▶ **EXERCISE OBJECTIVE**
Select every line of the entries that contains the word "black", and copy each of those lines.

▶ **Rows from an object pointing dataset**
════════

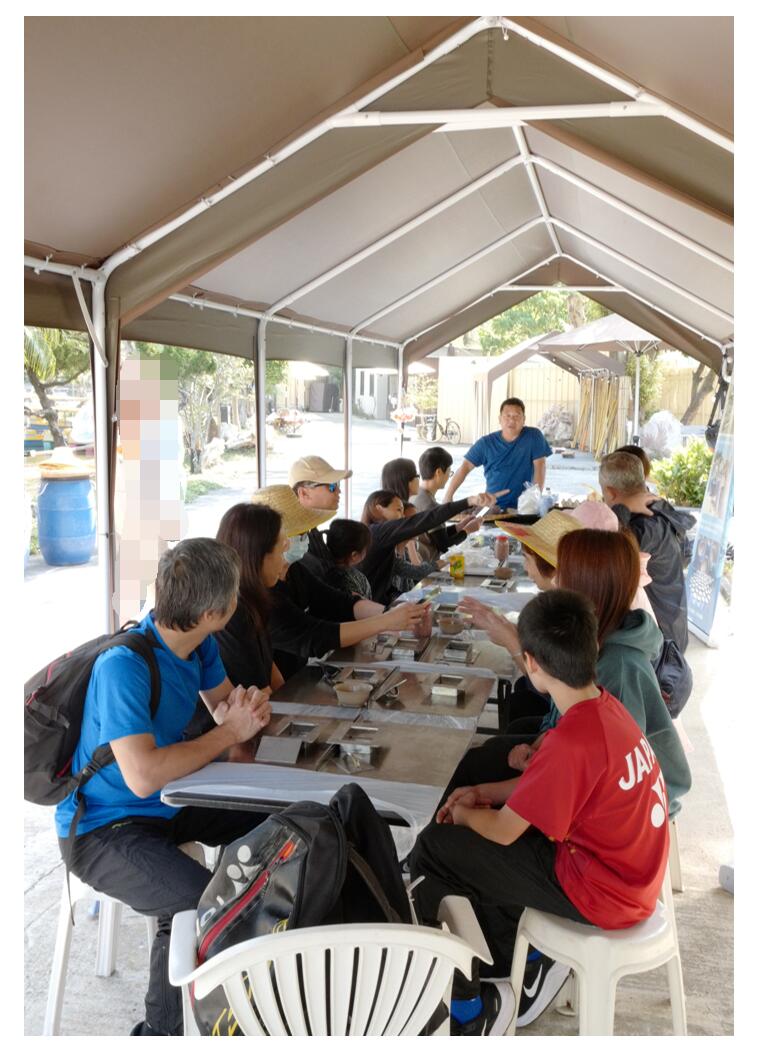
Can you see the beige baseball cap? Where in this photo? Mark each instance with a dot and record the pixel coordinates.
(296, 519)
(316, 469)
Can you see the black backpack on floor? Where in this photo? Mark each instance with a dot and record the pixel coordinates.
(54, 706)
(305, 866)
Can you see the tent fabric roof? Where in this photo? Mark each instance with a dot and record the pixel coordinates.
(606, 334)
(642, 203)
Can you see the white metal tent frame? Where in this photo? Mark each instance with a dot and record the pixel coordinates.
(642, 104)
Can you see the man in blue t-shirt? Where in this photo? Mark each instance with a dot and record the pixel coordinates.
(127, 842)
(513, 457)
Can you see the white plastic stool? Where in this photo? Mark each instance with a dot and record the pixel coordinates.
(600, 959)
(109, 923)
(675, 870)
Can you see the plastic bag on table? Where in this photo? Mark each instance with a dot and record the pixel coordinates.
(529, 501)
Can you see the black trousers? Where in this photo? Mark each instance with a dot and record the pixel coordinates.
(137, 861)
(499, 882)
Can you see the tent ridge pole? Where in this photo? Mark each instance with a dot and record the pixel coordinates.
(534, 183)
(629, 88)
(485, 297)
(272, 158)
(628, 262)
(629, 210)
(398, 232)
(523, 229)
(656, 307)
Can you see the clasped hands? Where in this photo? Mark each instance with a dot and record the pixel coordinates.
(467, 797)
(246, 712)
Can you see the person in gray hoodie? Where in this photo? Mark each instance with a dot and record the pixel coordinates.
(660, 530)
(605, 567)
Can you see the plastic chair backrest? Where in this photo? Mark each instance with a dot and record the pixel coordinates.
(350, 979)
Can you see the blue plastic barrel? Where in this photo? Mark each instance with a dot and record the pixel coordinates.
(65, 519)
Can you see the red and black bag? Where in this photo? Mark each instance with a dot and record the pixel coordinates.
(308, 865)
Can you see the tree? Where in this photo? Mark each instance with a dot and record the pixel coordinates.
(53, 357)
(701, 383)
(551, 309)
(650, 381)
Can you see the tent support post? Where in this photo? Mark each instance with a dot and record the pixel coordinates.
(401, 349)
(348, 418)
(101, 450)
(261, 402)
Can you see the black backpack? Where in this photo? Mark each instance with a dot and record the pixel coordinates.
(54, 706)
(307, 865)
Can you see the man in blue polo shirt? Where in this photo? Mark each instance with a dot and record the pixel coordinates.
(513, 456)
(127, 843)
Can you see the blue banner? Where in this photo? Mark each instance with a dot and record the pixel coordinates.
(706, 565)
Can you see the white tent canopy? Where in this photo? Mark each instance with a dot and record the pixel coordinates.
(359, 191)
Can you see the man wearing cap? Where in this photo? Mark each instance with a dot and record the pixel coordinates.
(317, 487)
(301, 585)
(512, 456)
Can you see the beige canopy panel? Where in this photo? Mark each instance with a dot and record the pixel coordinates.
(360, 190)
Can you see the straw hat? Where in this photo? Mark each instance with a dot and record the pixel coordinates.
(316, 469)
(296, 519)
(544, 535)
(592, 514)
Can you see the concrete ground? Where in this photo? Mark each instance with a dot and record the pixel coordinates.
(704, 911)
(111, 1006)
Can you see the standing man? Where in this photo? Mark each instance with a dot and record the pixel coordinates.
(513, 456)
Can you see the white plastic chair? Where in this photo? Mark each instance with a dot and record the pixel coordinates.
(600, 959)
(109, 923)
(675, 868)
(403, 972)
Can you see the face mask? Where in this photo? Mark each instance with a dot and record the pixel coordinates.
(298, 547)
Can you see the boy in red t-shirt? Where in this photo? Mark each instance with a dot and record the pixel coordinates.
(582, 833)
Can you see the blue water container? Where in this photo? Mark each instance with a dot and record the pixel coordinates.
(65, 519)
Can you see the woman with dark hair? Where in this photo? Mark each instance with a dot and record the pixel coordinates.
(400, 476)
(267, 619)
(604, 566)
(383, 514)
(347, 543)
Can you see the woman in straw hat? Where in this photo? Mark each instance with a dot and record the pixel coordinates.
(270, 635)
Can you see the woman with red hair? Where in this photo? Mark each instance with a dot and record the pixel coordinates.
(604, 566)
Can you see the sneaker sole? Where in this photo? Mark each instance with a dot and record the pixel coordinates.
(555, 978)
(507, 1010)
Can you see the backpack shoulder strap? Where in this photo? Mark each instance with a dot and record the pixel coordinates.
(366, 873)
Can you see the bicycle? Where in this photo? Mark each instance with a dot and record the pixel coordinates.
(430, 429)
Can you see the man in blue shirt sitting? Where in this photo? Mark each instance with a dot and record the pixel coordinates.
(513, 456)
(127, 843)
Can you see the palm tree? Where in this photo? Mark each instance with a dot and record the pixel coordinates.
(53, 357)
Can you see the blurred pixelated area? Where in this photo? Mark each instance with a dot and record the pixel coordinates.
(148, 495)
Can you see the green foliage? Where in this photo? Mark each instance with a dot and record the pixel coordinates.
(551, 309)
(197, 488)
(682, 478)
(54, 357)
(422, 392)
(651, 377)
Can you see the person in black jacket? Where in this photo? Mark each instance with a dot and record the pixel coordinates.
(660, 530)
(435, 471)
(383, 513)
(274, 629)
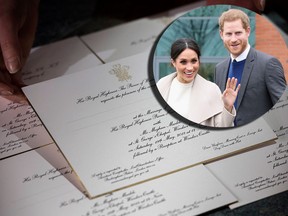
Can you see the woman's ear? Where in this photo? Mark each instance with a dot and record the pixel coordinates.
(172, 62)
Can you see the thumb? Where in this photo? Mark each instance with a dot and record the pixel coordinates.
(10, 47)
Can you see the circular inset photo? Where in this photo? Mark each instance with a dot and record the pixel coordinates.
(219, 66)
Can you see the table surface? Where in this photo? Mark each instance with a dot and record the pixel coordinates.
(61, 19)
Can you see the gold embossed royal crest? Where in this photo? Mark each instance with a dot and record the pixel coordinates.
(121, 72)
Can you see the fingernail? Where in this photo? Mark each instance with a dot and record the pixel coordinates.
(24, 102)
(14, 65)
(6, 93)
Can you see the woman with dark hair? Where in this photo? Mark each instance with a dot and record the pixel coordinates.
(192, 96)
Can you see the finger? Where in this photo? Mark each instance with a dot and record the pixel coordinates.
(228, 83)
(238, 88)
(9, 43)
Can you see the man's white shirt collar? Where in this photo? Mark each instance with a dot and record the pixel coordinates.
(243, 55)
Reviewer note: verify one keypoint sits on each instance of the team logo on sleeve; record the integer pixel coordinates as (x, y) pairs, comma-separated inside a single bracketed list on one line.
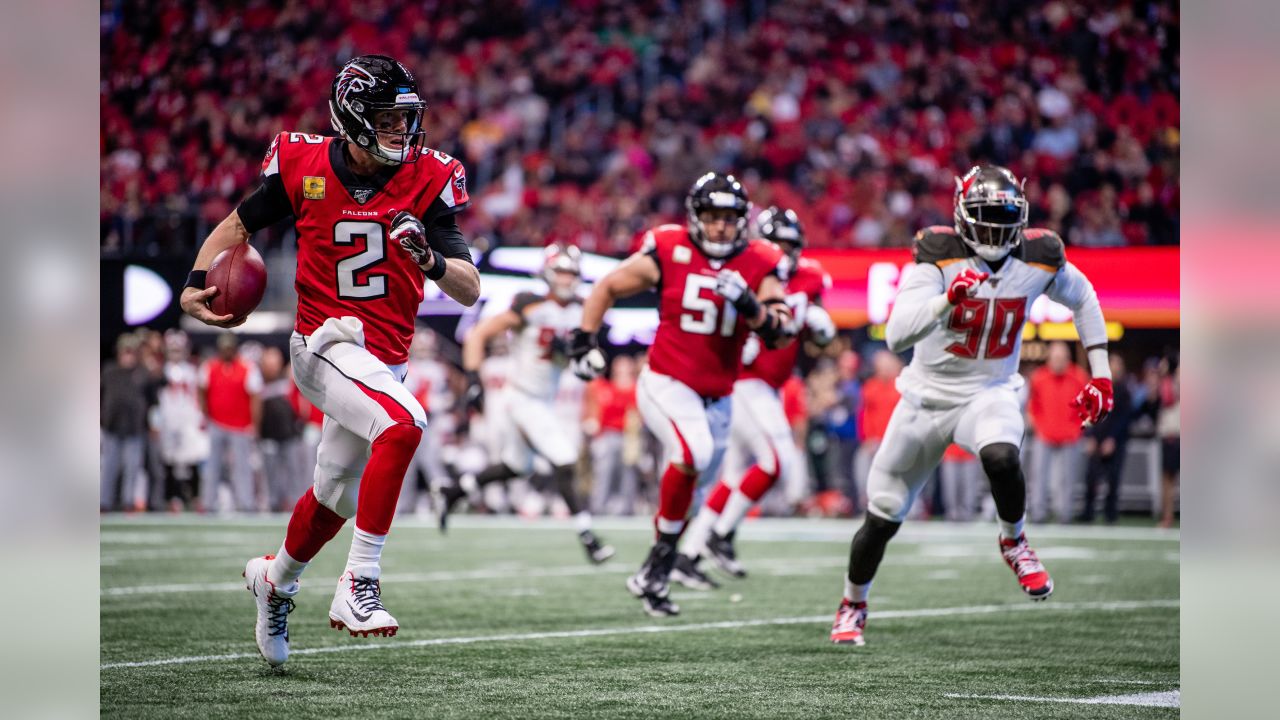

════════

▶ **COMPLETED TASK**
Can you see the black backpack on floor? Where in this photo? Mark each instance with a dot and record the pixel coordinates.
Can you see the black trousers? Where in this photo? Mark each instance with a dot and record the pixel coordinates.
Can you see the red and black bag? Where in this photo? Mark each instance with a dot and record the pixel coordinates.
Can you see the black backpack? Where in this photo? Mark each instance with a dot and record the pixel coordinates.
Can you see the person in black jacket? Where in this photo? Mark each instance with a dot and record the pixel coordinates.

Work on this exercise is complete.